_What this task involves:_
Reproduce the lines of the listing below without any change, starting at the line that contains "Task: point out the ceiling light, placing" and ending after the line that contains "[[859, 89], [960, 154], [888, 150]]". Include both of those lines and leave out everything else.

Dataset rows:
((

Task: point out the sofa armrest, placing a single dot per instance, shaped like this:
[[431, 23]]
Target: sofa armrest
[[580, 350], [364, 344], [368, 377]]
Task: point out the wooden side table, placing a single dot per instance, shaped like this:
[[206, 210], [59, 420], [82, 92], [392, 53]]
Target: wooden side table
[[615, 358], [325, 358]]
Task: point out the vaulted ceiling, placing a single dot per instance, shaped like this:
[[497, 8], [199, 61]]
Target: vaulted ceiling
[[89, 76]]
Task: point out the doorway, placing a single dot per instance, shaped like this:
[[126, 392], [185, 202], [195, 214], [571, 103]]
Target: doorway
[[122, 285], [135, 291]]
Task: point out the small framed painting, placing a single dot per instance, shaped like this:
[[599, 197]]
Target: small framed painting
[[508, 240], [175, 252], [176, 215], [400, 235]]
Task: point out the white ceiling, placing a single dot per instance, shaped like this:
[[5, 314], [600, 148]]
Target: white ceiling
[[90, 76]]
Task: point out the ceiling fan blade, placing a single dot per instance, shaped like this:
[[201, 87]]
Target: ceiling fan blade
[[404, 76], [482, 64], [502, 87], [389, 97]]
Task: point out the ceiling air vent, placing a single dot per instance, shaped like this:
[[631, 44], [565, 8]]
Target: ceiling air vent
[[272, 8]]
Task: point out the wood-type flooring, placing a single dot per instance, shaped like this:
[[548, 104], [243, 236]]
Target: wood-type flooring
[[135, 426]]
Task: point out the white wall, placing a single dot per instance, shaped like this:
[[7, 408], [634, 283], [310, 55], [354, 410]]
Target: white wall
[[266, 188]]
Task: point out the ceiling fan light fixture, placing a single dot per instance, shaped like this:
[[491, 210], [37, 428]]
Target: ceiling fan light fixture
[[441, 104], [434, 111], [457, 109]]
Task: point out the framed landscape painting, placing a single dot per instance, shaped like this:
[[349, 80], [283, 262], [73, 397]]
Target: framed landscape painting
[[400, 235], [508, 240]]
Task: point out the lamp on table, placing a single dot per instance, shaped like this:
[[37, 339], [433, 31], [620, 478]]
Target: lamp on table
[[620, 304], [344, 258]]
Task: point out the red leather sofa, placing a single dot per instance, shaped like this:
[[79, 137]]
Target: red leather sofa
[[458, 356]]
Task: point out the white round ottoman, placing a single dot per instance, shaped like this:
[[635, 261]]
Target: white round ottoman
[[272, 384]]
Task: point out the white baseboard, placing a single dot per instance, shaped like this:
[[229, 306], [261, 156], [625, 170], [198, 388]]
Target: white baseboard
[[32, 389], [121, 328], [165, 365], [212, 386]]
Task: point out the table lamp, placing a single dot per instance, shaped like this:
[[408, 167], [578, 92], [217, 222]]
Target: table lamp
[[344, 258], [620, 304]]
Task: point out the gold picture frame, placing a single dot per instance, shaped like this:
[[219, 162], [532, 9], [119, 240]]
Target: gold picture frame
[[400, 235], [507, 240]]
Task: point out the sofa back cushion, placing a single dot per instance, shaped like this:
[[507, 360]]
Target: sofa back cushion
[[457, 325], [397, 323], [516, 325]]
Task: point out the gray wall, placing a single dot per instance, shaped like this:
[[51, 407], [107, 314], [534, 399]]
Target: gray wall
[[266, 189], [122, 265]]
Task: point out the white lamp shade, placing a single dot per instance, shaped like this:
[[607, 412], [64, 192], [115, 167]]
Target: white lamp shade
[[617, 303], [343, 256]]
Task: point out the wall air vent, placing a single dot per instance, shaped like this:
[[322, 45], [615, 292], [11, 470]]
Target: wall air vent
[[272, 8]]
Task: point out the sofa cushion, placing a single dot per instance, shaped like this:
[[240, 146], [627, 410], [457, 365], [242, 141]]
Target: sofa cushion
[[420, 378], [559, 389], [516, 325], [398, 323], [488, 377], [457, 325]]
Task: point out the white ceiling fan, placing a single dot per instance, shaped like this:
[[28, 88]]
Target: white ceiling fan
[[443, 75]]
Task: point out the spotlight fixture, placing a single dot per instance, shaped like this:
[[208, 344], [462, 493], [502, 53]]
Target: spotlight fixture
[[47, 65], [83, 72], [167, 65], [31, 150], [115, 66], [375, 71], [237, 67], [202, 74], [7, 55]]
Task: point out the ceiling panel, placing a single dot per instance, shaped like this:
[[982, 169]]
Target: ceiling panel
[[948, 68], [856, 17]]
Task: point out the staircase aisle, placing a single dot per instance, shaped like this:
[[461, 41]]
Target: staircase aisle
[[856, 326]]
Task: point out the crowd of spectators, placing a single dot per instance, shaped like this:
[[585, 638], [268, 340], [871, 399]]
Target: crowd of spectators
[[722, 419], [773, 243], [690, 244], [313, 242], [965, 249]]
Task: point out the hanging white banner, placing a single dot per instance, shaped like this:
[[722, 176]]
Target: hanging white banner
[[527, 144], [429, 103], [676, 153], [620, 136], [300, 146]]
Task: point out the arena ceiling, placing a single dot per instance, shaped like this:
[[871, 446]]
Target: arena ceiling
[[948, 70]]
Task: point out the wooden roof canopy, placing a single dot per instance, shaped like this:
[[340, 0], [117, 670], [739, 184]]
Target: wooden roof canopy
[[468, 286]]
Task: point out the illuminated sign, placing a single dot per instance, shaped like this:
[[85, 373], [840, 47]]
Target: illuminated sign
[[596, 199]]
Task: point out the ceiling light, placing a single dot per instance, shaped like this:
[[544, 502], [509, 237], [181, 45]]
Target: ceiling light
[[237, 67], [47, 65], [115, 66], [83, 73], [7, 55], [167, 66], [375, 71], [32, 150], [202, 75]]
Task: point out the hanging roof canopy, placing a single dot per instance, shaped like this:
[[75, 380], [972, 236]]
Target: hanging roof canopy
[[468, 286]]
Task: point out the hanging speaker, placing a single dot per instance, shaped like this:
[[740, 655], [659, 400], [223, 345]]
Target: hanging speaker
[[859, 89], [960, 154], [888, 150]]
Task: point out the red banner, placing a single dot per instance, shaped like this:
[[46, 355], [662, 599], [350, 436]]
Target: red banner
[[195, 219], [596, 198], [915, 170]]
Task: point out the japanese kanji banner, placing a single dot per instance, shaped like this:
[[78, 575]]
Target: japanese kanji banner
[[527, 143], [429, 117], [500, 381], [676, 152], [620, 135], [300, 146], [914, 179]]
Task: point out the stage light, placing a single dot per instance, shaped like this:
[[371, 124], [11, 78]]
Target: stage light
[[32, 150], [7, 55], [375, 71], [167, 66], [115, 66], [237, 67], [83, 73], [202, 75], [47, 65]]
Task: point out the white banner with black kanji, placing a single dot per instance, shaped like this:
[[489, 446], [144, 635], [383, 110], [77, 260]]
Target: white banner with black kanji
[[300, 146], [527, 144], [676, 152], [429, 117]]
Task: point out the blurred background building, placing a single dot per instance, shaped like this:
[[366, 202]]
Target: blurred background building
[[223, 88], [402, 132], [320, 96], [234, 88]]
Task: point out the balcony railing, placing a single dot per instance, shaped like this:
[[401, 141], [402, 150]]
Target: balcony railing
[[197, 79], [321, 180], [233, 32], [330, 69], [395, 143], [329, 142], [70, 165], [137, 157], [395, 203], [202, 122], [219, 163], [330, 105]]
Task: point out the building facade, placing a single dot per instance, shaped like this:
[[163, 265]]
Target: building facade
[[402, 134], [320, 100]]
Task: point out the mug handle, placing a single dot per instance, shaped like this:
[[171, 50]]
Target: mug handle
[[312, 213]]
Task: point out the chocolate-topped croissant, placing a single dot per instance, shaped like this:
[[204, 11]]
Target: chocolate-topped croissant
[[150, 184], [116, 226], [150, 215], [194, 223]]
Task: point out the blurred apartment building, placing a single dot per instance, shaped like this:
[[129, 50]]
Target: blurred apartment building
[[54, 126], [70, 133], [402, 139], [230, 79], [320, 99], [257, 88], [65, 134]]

))

_Final result:_
Task: point out the ceiling light, placing a single dot per instance, shaped like this:
[[544, 502], [509, 237], [181, 45]]
Target: ceiling light
[[237, 67], [47, 65], [115, 66], [83, 73], [7, 55], [167, 66], [375, 71], [32, 150], [202, 75]]
Task: point out the hanging roof canopy, placing a single dot per instance, shaped like this:
[[75, 380], [972, 236]]
Target: hanging roof canopy
[[468, 286]]
Task: point out the hanging speaker, placing a single dot per instance, shaped like this:
[[740, 655], [659, 400], [223, 345]]
Target: hanging speaker
[[859, 89], [960, 154], [888, 150]]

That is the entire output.